### EXERCISE:
Repeat the lines that follow, leaving nothing out.

___

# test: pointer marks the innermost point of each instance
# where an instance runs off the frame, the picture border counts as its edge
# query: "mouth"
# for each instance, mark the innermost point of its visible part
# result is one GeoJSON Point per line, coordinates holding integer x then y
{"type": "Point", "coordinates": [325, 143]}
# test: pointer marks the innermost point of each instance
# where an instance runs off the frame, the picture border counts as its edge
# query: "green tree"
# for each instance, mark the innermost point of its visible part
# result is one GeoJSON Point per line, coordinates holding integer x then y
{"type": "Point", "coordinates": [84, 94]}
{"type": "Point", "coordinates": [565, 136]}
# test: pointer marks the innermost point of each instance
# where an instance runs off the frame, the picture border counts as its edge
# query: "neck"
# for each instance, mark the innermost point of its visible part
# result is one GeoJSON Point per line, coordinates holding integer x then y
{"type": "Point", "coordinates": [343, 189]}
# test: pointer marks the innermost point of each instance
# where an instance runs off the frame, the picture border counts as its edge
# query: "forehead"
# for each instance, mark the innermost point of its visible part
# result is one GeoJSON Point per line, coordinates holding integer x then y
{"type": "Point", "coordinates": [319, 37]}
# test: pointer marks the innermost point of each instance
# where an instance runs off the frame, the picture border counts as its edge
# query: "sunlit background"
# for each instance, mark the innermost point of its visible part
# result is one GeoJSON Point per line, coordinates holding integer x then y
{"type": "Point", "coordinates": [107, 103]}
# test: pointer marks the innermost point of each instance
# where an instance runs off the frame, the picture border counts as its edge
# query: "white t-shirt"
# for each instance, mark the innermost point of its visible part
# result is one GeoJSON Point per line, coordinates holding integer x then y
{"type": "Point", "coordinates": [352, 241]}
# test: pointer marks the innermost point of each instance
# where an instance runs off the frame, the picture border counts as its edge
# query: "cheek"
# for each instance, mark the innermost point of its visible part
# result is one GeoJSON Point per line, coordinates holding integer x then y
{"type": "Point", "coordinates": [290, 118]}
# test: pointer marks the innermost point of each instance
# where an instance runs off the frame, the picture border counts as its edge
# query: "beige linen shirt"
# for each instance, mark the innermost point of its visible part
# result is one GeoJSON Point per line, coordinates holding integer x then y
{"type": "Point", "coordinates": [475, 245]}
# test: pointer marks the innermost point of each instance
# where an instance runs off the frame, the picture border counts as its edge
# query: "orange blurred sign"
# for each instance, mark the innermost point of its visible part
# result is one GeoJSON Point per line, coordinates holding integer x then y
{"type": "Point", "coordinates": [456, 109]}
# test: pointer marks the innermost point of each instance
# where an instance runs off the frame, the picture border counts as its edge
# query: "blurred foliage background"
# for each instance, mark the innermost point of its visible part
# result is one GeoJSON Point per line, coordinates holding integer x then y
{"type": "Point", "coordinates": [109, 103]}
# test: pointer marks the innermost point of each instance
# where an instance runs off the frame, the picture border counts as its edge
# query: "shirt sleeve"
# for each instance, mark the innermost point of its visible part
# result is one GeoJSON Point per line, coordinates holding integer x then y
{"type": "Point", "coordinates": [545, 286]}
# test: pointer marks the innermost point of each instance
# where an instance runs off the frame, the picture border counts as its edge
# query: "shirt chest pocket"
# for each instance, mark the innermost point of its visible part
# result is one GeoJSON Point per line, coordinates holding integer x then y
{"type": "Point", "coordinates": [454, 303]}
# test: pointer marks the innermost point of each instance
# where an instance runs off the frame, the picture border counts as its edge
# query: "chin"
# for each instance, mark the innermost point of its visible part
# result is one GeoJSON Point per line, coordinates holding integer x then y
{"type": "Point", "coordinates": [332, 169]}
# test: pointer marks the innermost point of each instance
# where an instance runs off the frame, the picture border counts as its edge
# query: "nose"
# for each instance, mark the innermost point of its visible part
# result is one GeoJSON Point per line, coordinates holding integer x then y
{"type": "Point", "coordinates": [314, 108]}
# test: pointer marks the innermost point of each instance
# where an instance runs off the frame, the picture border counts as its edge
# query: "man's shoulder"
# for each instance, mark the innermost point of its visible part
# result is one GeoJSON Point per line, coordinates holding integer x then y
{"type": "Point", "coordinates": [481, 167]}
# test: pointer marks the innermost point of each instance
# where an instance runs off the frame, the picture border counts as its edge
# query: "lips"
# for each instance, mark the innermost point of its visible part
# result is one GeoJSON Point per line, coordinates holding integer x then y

___

### WRITTEN RESPONSE:
# test: pointer marks the innermost point of each instance
# where an instance runs off the frame, the picture border counts as its edge
# query: "mouth"
# for each instance, mark the innermost point of its visible part
# result is one GeoJSON Point per line, coordinates holding integer x then y
{"type": "Point", "coordinates": [325, 143]}
# test: pointer marks the innermost point of each instance
# where an instance runs off the frame, the picture border counts as its edge
# query: "green tree"
# for each instance, mark the innermost point of its visible part
# result is one GeoJSON Point per line, coordinates holding integer x then y
{"type": "Point", "coordinates": [84, 94]}
{"type": "Point", "coordinates": [565, 136]}
# test: pointer marks the innermost point of each instance
# where an instance runs off the frame, the picture border counts as its edge
# query: "neck"
# for each instance, mark the innermost point of its visible part
# result is one GeoJSON Point per line, coordinates holding integer x then y
{"type": "Point", "coordinates": [343, 189]}
# test: pointer marks the innermost point of each instance
# where an instance runs off the frame, the picture border counts as its edge
# query: "forehead"
# for each instance, mark the innermost point of its visible part
# result is one GeoJSON Point per line, coordinates holding integer x then y
{"type": "Point", "coordinates": [319, 37]}
# test: pointer marks the innermost point of each instance
# where an instance runs off the frame, the picture border counts as its edge
# query: "sunlit background"
# for each instance, mark the innermost point of its visible part
# result is one GeoJSON Point per line, coordinates holding integer x then y
{"type": "Point", "coordinates": [107, 103]}
# test: pointer marks the innermost point of each instance
# where an instance runs off the frame, the picture border counts as its edge
# query: "white t-shirt"
# for each instance, mark the innermost point of its visible part
# result is one GeoJSON Point per line, coordinates holding integer x then y
{"type": "Point", "coordinates": [352, 241]}
# test: pointer marks the innermost point of each instance
# where an instance runs off the frame, the picture border counts as its edge
# query: "cheek"
# for each instance, mark the innermost point of its visible part
# result is one GeoJSON Point per line, coordinates holding integer x then y
{"type": "Point", "coordinates": [290, 118]}
# test: pointer marks the innermost point of each instance
# where an instance runs off the frame, the picture border counts as its edge
# query: "beige linen shirt"
# for each instance, mark the innermost point of its visible part
# result is one GeoJSON Point per line, coordinates holding integer x then y
{"type": "Point", "coordinates": [475, 245]}
# test: pointer marks the innermost point of each instance
# where an instance runs off the frame, the picture border counts as its edge
# query: "orange blurred sign"
# for each instance, mark the innermost point of its visible part
# result is one GeoJSON Point per line, coordinates holding integer x then y
{"type": "Point", "coordinates": [456, 109]}
# test: pointer marks the innermost point of each instance
# where an instance runs off the frame, the picture border counts as its edge
# query: "blurred foliage background"
# for each instance, mark the innermost point of its visible part
# result is one GeoJSON Point per line, coordinates holding integer x then y
{"type": "Point", "coordinates": [109, 103]}
# test: pointer marks the innermost point of each instance
# where an instance runs off the frame, the picture border counts as its edge
# query: "shirt sleeve"
# for each instance, mark the innermost point of its visible part
# result is one GeoJSON Point per line, coordinates holding integer x then y
{"type": "Point", "coordinates": [545, 286]}
# test: pointer marks the innermost point of each instance
# where an instance runs off the frame, the picture border counts as its edge
# query: "shirt chest pocket"
# for each instance, mark the innermost point of its visible part
# result is one GeoJSON Point per line, coordinates holding integer x then y
{"type": "Point", "coordinates": [454, 303]}
# test: pointer marks the innermost point of each instance
# where an instance runs off the frame, the picture border counts as its edge
# query: "chin"
# for each instance, mark the innermost point of its visible part
# result is one GeoJSON Point per line, coordinates holding integer x then y
{"type": "Point", "coordinates": [332, 169]}
# test: pointer marks the innermost point of each instance
# where an instance runs off the frame, the picture border counts as its edge
# query: "nose"
# for each instance, mark the innermost point of its visible part
# result is one GeoJSON Point per line, coordinates holding integer x then y
{"type": "Point", "coordinates": [314, 108]}
# test: pointer marks the innermost point of each instance
# where an instance runs off the frame, the picture border counts as its edge
# query: "man's shoulder"
# for each instance, mark the innermost point of its visible part
# result is one GeoJSON Point per line, coordinates holding integer x then y
{"type": "Point", "coordinates": [481, 167]}
# test: pointer marks the innermost point of each instance
# where an instance runs off the frame, the picture border counts as its edge
# query: "lips"
# for each instance, mark the innermost point of its visible part
# result is one GeoJSON Point per line, coordinates holding integer x then y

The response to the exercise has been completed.